Assignment
Leaving the images behind, copy every line of the records exactly.

━━ Input for this task

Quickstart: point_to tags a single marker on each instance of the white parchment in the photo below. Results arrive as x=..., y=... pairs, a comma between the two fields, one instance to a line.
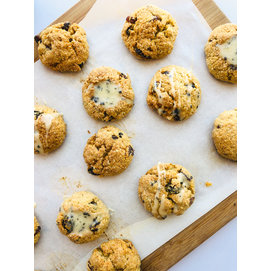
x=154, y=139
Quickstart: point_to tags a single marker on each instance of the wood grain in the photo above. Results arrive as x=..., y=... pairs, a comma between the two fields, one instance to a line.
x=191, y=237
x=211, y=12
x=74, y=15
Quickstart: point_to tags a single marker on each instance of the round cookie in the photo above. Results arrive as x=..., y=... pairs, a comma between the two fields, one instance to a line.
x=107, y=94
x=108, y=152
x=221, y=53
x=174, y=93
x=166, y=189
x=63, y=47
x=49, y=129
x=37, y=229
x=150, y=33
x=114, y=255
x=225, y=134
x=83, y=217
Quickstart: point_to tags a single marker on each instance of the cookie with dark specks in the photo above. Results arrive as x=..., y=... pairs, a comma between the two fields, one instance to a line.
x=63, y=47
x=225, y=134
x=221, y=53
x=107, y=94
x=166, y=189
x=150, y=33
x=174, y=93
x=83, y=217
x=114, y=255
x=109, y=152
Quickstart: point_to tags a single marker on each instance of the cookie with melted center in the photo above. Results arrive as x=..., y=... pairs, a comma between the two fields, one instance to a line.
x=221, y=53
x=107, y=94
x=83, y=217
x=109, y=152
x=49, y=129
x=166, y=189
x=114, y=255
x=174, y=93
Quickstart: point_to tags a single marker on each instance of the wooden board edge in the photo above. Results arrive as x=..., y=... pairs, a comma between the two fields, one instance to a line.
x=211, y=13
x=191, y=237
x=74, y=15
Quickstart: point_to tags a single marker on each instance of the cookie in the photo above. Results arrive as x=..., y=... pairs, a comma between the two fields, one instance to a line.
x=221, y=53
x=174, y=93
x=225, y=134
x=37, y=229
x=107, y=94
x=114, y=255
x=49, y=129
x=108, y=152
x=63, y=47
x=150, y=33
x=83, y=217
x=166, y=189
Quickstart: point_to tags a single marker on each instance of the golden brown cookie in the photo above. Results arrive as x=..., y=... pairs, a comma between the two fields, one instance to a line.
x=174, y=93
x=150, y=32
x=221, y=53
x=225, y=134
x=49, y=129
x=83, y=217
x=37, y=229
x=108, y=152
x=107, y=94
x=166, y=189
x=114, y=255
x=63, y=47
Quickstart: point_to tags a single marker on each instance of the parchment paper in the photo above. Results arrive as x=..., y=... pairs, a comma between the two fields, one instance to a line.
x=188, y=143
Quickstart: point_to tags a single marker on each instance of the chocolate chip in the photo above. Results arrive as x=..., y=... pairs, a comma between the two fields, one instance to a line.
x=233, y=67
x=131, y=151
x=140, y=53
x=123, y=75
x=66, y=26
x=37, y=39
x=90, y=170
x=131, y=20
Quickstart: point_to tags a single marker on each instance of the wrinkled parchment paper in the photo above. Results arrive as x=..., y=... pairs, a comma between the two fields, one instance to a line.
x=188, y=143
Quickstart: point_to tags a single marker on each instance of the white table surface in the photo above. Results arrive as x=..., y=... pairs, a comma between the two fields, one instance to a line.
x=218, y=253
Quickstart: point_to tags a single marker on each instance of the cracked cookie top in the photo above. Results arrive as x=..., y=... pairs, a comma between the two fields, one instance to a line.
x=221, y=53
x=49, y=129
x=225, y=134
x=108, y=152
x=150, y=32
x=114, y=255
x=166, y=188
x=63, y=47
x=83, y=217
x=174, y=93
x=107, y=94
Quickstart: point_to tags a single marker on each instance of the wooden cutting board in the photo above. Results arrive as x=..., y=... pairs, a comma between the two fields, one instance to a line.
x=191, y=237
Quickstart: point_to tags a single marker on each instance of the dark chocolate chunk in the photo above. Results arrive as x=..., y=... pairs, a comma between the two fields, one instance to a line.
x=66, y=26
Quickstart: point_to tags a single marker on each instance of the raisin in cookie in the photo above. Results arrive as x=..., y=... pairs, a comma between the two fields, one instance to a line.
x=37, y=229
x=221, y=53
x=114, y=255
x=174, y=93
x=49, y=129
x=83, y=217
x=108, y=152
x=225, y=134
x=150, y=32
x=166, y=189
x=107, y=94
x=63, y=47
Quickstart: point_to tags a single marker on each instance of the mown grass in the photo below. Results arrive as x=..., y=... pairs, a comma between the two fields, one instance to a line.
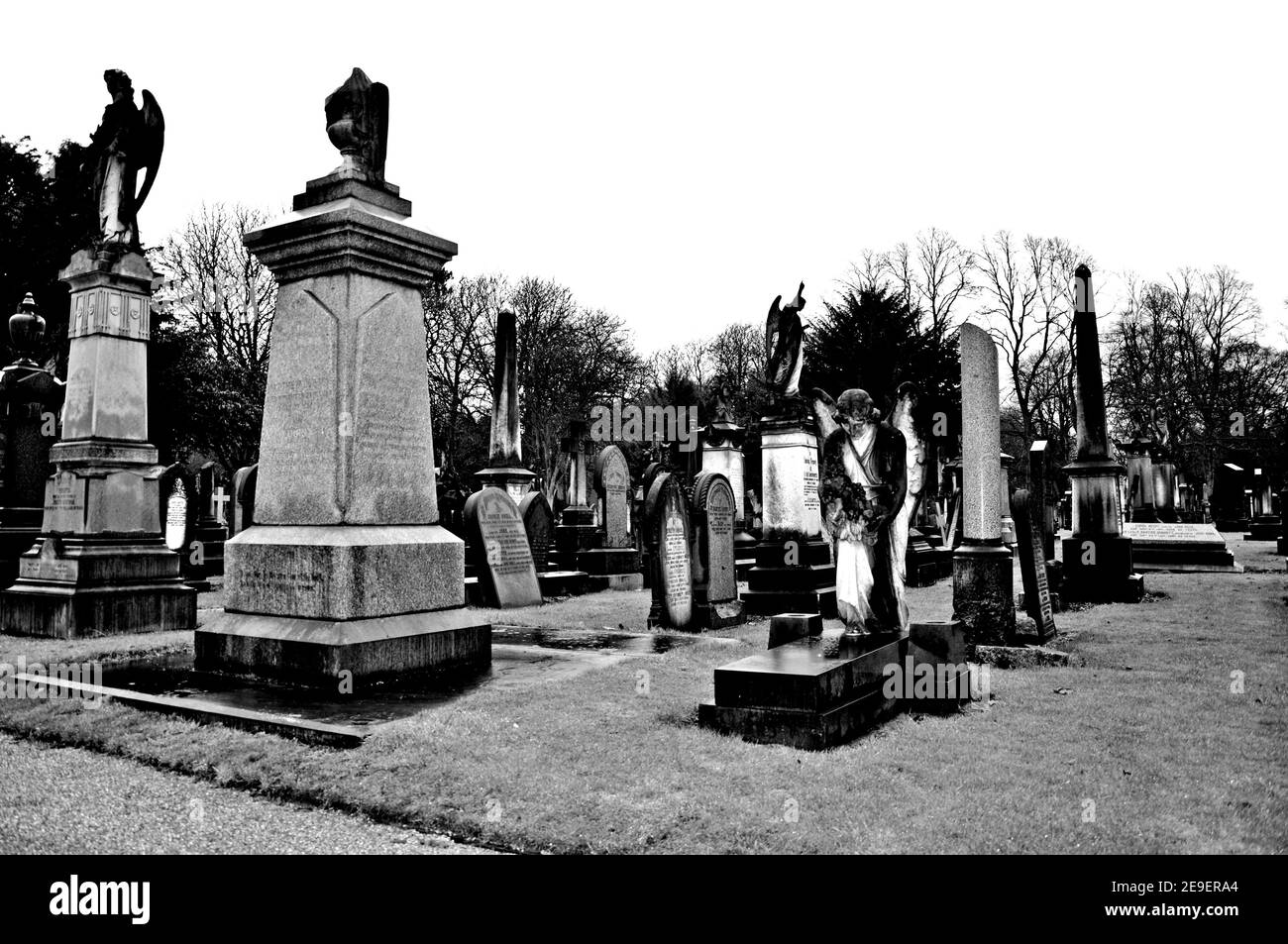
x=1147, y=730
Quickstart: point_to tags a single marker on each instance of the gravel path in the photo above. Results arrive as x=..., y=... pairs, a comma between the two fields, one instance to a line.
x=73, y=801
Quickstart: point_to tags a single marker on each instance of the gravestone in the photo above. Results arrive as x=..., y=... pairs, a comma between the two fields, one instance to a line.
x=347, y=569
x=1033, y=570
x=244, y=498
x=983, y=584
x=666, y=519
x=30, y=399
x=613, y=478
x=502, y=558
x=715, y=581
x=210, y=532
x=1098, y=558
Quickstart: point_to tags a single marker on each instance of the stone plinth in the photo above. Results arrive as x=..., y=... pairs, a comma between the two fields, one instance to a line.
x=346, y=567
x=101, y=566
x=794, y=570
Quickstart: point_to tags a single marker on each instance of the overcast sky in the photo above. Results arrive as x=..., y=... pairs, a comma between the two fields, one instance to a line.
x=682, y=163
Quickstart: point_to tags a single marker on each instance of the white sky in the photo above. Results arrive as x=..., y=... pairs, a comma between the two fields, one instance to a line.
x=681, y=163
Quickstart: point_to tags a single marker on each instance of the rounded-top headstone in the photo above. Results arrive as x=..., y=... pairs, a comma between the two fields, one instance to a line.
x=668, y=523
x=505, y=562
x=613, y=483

━━━━

Solution for this problem
Quickstart: point_to tags a single marker on each instance of the white parchment in the photo below. Results arrive as x=..., y=... pairs, a comma between the two fields, one instance to a line.
x=154, y=139
Quickstart: point_to tags a single marker on each instance of the wood grain in the photo above. Results arrive as x=..., y=... pairs, a comma between the two fields, one instance to a line.
x=191, y=237
x=211, y=12
x=74, y=15
Quickstart: point_to tags a single marker on each instance of the round cookie in the photo above. Results arrive as x=..., y=... pairs, a comma between the two fields, one instance to a line.
x=107, y=94
x=108, y=152
x=221, y=53
x=174, y=93
x=166, y=189
x=63, y=47
x=49, y=129
x=37, y=229
x=150, y=33
x=114, y=255
x=225, y=134
x=83, y=217
Quickstart: point_to tags a single marker on each instance of the cookie with dark specks in the photo above. Results arrive as x=..., y=... pairs, a comma between the two fields, one instance to a line.
x=63, y=47
x=225, y=134
x=221, y=53
x=107, y=94
x=166, y=189
x=150, y=33
x=174, y=93
x=83, y=217
x=114, y=255
x=109, y=152
Quickstart: point_to tags a single marker on each instance of the cookie with melted center in the photo above. Results arrive as x=..., y=... pairs, a comma between the two fields, one instance to a line.
x=221, y=53
x=107, y=94
x=83, y=217
x=109, y=152
x=49, y=129
x=166, y=189
x=114, y=255
x=174, y=93
Quickstart: point_to tags a single marker on each instance of the wooden board edge in the photo above. Results arrive as x=..., y=... pairs, a comma between the two fields, one instance to a line.
x=211, y=13
x=191, y=237
x=74, y=15
Quickstart: point_to tags a single marker on each instance of the cookie in the photo above. Results arrive as x=..., y=... pairs, a comma between the two fields, one instance to a line.
x=221, y=53
x=174, y=93
x=225, y=134
x=37, y=229
x=107, y=94
x=114, y=255
x=49, y=129
x=108, y=152
x=63, y=47
x=150, y=33
x=83, y=217
x=166, y=189
Quickstart: point_to tags a single marker on each instance of the golden brown cookie in the photo above. Results arrive as x=..., y=... pairs, a comma between the two fields, one instance to a line.
x=174, y=93
x=150, y=32
x=221, y=53
x=225, y=134
x=49, y=129
x=83, y=217
x=37, y=229
x=108, y=152
x=107, y=94
x=166, y=189
x=114, y=255
x=63, y=47
Quickstart: point_to tags a single marker on each instance of the parchment paper in the photo above. Results arrive as x=..., y=... pairs, a comma between the two fields, one instance to a line.
x=188, y=143
Quickstart: point_to tags a single marker on each instance of the chocolate chip in the photo above. Results arrive as x=..., y=... pairs, a comma between the two fields, one instance to a line.
x=233, y=67
x=131, y=151
x=140, y=53
x=123, y=75
x=66, y=26
x=37, y=39
x=90, y=170
x=131, y=20
Quickstart: point_to tags a single marker on each instance of the wrinkled parchment paper in the photo above. Results arrive as x=..., y=... pairs, a comma between the two fields, one instance to a line.
x=188, y=143
Quickstart: point_to tags a single marker on each instance of the white table surface in the photo above. Results arrive as x=..., y=... pairs, a comma between the two fields, one instance to a line.
x=218, y=253
Quickstart: point_to tags a single marker on each instance of the cracked cookie top in the photo above. Results arrive as x=..., y=... pairs, a comma between the two fields, one instance to a line.
x=221, y=53
x=49, y=129
x=225, y=134
x=108, y=152
x=150, y=32
x=114, y=255
x=166, y=188
x=63, y=47
x=83, y=217
x=174, y=93
x=107, y=94
Quickstart: point_to tags a single marker on each instance of the wooden cutting board in the photo above. Results arrive as x=..., y=... pairs, a comma between the two fields, one instance to a line.
x=191, y=237
Quickstart: point_to tags a single marker on each instance of the dark chocolate chunk in the photo above. Results arrive as x=..., y=... pairs, a comma between the two fields, one instance to a line.
x=66, y=26
Quickstart: point_to tags a single marker on each instance of the raisin in cookie in the photo above. Results arrive as x=..., y=... pairs, a comma between the two fields, one instance to a line.
x=37, y=229
x=221, y=53
x=114, y=255
x=174, y=93
x=49, y=129
x=83, y=217
x=108, y=152
x=225, y=134
x=150, y=32
x=166, y=189
x=107, y=94
x=63, y=47
Quickstart: point_to tags a single marker on each instance of the mown grass in the photo below. Results arrive as x=..., y=... pairs, a comma between the two fields, one instance to a line.
x=1147, y=730
Quickstart: point_to tags a single marker on each instance of the gravel path in the photo above. Results arrive as x=..., y=... pairs, a comma between the two fields, one instance to a line.
x=73, y=801
Quickstart: point_to tags a single marker on each instance of the gravestone in the photo above. Results arrive as x=..., y=... pairs, a comma between the two fields, one instance to a line.
x=347, y=569
x=1033, y=570
x=244, y=498
x=983, y=584
x=666, y=519
x=30, y=399
x=613, y=478
x=502, y=558
x=715, y=581
x=210, y=532
x=1098, y=558
Quickstart: point_to tags a single marker on each instance of the stone plinth in the photo above. Results arrive as x=..., y=... pairs, a comma between the two fields, one instance to a line.
x=346, y=567
x=101, y=566
x=794, y=570
Quickstart: point_to tags a single marker on each instance of the overcast sky in the photo above. Results arrive as x=..., y=... pairs, a comma between the two fields, one instance to a line.
x=682, y=163
Quickstart: point_to tags a single marker on each instance of the white sky in the photo above. Results arrive as x=..., y=... pairs, a comma between the two fields, one instance to a line.
x=681, y=163
Quickstart: point_to tags a single marker on each instance of the rounded-top headstone in the photo above. Results arrive as x=..., y=... pairs, a comma between the two fields, one instance to a line.
x=668, y=523
x=505, y=562
x=613, y=483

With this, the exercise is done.